## Instructions for the task
Repeat all of the data precisely.

## Data shown
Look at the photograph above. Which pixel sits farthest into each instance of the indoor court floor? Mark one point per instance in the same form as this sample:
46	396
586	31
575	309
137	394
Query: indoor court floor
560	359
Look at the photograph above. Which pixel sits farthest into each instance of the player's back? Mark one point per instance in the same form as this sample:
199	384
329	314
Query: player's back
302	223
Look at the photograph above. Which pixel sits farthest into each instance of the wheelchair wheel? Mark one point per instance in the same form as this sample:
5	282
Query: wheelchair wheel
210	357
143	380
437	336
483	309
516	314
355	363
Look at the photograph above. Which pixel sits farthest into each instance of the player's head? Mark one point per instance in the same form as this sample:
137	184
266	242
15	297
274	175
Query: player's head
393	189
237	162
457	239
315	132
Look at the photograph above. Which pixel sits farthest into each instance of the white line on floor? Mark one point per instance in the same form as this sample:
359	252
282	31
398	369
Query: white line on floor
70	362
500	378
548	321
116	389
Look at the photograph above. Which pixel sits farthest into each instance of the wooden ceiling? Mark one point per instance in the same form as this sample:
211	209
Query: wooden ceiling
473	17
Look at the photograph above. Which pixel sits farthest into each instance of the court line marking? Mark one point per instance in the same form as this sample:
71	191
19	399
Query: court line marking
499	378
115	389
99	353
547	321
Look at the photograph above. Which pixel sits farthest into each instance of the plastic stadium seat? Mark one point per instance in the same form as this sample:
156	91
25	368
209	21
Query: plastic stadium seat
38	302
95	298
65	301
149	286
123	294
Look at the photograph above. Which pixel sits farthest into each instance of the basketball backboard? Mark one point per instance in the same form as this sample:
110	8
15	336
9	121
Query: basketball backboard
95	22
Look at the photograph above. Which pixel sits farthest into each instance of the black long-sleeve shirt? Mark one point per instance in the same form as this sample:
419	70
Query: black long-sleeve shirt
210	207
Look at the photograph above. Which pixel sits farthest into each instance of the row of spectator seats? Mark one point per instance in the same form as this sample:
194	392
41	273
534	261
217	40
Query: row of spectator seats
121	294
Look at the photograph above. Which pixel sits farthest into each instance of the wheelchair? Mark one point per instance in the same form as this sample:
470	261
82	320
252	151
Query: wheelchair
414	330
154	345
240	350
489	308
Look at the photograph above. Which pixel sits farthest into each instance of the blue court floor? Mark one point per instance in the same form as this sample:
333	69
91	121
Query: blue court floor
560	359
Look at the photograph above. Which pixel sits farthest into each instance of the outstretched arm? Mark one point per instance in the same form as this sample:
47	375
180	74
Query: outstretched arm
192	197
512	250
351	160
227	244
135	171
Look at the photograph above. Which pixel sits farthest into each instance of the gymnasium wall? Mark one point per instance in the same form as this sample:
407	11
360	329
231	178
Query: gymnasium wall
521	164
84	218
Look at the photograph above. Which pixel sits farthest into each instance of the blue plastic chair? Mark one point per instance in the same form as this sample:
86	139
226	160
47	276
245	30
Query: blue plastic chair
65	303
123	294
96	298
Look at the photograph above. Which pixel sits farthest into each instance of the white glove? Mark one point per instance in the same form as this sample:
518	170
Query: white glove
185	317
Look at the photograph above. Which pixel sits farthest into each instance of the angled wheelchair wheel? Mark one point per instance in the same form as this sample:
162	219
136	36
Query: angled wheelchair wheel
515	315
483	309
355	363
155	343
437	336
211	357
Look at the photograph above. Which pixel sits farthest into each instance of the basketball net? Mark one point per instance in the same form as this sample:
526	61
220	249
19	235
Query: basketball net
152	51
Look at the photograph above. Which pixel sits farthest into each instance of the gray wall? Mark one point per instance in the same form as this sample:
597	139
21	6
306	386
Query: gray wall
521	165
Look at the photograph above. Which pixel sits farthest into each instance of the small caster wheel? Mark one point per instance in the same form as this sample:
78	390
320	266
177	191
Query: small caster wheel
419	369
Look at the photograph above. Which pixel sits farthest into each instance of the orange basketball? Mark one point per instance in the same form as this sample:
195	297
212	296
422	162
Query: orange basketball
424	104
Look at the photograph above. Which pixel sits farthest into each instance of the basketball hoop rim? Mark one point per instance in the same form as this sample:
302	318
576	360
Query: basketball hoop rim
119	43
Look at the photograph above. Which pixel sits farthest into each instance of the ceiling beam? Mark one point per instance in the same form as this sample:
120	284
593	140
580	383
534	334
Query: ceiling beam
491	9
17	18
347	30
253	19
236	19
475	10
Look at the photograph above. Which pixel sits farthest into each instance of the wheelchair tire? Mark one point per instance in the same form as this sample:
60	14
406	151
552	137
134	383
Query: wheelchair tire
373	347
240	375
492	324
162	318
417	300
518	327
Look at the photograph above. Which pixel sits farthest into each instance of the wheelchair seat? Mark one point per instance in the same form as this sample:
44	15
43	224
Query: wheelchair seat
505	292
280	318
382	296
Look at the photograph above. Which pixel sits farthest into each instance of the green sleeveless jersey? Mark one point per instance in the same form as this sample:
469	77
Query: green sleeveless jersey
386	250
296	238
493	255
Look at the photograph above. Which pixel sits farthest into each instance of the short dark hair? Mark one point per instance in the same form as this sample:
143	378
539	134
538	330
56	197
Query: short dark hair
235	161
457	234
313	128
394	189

## Response below
Look at the photograph above. Which pixel sits farthest into each instance of the indoor court floor? Mark one point per instance in the same form as this sample:
46	396
586	31
575	309
137	394
Query: indoor court floor
560	359
Look at the photograph above. Which pixel sits farthest into each instance of the player's back? Mark one point per instance in the same form as this sample:
199	384
329	314
Query: player's back
302	223
Look at the photograph above. Which pixel sits farthest into each instance of the wheelchair wheel? Mark one point per instance in the same form as this sample:
5	282
Query: wheelchair wheel
210	357
143	380
437	336
483	309
516	314
355	363
Look at the photograph above. Which pixel sits farthest into each instance of the player's head? Mark one point per instance in the same form as this sample:
137	184
266	242
15	297
274	175
Query: player's head
393	189
237	162
457	239
315	132
Look at the photograph above. Which pixel sits farthest into each instance of the white line on floor? Mark one point per instance in the same form as this sample:
359	252
282	31
398	369
Query: white line on floor
70	362
500	378
548	321
116	389
Look at the photograph above. Which pixel sits farthest into each instance of the wooden ceiling? Mark one point per instance in the same form as this sample:
211	209
Query: wooden ceiling
473	17
Look at the photograph above. Which pixel sits farthest into each instance of the court line marking? Mark one point per instance in the same form as this sample:
71	191
19	399
Query: court line marking
499	378
115	389
99	353
547	321
Look at the photograph above. Which pixel sits farthest into each instance of the plastic stadium seat? Mark one point per instance in the same form as this sample:
156	91
25	368
209	21
Query: plastic stadium seat
38	302
95	298
65	301
149	286
123	294
Look at the photograph above. Which pixel sits farthest into each instance of the basketball backboard? Mark one point per instance in the same form as this sample:
110	8
15	336
9	121
Query: basketball backboard
95	22
Look at the photograph above. Which pixel sits farthest into each instance of the black long-sleeve shirt? Mark one point per instance in the same form as this sample:
419	70
Query: black long-sleeve shirt
210	207
Look at the photograph above. Which pixel sits farthest into each instance of the row of spectator seats? Mark one point per instance in the same form as this sample:
194	392
41	273
534	261
217	40
Query: row of spectator seats
121	294
Look at the photograph above. Which pixel sits farthest into each instance of the wheelchair? Mark one point per instance in the same form as this sample:
470	261
82	320
252	151
Query: wheelchair
414	330
154	345
240	350
489	308
Look at the photograph above. Which pixel sits farthest into each instance of the blue court floor? Mark one point per instance in the same form as this sample:
333	69
91	121
Query: blue court floor
560	359
Look at the photograph above. Which pixel sits farthest into each instance of the outstretched arm? Mark one point per instance in the same form as this sample:
47	375
180	74
Query: outstretched arm
192	197
512	250
351	160
227	244
135	171
Look at the photograph above. Which pixel sits farthest into each instance of the gymnasium wall? Mark one point per instance in the same form as this sample:
407	11
360	329
231	178
Query: gymnasium wall
521	164
84	218
Look at the photograph above. Which pixel sits farthest into each instance of the blue plastic chair? Mark one point per instance in the same form as this sample:
86	139
226	160
47	276
245	30
Query: blue plastic chair
65	303
123	294
96	298
Look at the photograph above. Which pixel sits farthest into each instance of the white glove? Mark one point per instance in the same form as this sample:
518	170
Query: white glove
185	317
Look at the photograph above. Which pixel sits farthest into each instance of the angled wheelchair wheel? Mark one point per instance in the same form as this sample:
162	219
136	36
Query: angled wheelchair wheel
515	315
483	309
355	363
155	343
437	336
211	357
Look at the photograph above. Which pixel sits farthest into each instance of the basketball net? Mark one point per instance in the same form as this sample:
526	61
220	249
19	235
Query: basketball net
152	51
Look at the photograph above. Which pixel sits farthest into each instance of the gray wall? Mark one point per instance in the same form as this sample:
597	139
21	6
306	386
Query: gray wall
521	165
Look at the photograph above. Which pixel sits farthest into each instance of the small caster wheel? Mark one point per instance in the same form as this sample:
78	390
320	266
177	191
Query: small caster wheel
419	369
Look at the photograph above. Which pixel sits farthest into each instance of the orange basketball? Mark one point per instance in the same form as this sample:
195	297
212	296
422	162
Query: orange basketball
424	104
Look at the photograph above. Which pixel sits farthest into each instance of the basketball hoop rim? Mark one point per instance in the same form as this sample:
302	318
576	360
Query: basketball hoop rim
119	43
Look at the photograph above. Which pixel sits farthest into each instance of the ceiling beam? Mark one point per instance in the same form as this sample:
120	284
593	140
580	383
534	334
Query: ceiling beam
491	9
17	18
347	30
253	19
236	19
475	10
Look at the photograph above. Which pixel sits farthest into each instance of the wheelchair tire? Mark one point per instance in the same form as this sample:
60	14
406	151
552	137
134	383
Query: wheelchair tire
373	347
240	375
492	324
162	318
417	300
518	327
Look at the photograph above. Which pixel sits farthest into each instance of the wheelchair seat? Mark one point per instance in the same form as this sample:
44	15
43	224
Query: wheelchair seat
505	292
280	318
382	296
Look at the photograph above. Which pixel sits farthest into each instance of the green sleeveless jersey? Mark one point per instance in the same form as this sample:
469	77
Query: green sleeveless jersey
386	250
296	238
493	255
Look at the photograph above. Which pixel sits farthest into each instance of the short dark hair? Mark one point per instance in the same form as this sample:
143	378
539	134
538	330
56	197
Query: short dark hair
235	161
457	234
313	128
394	189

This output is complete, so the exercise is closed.